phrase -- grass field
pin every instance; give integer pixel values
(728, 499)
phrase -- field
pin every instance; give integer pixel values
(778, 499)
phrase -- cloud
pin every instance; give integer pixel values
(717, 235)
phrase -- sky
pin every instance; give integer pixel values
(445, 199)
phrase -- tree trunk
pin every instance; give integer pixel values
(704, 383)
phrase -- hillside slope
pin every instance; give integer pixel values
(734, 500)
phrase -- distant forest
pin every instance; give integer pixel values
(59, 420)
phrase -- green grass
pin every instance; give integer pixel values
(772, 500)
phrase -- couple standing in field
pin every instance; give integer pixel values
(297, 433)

...

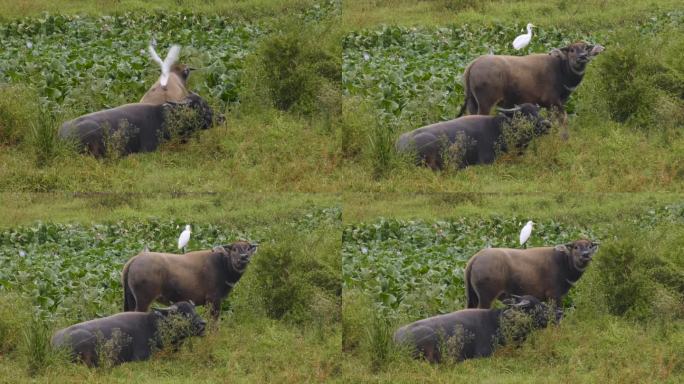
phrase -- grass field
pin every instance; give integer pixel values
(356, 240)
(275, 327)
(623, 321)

## The request
Show each line of the material above that contains the string "field". Matching is case-sensitive.

## Exercise response
phrase -- grass field
phrase -- field
phrase -- couple standing in field
phrase -- grass field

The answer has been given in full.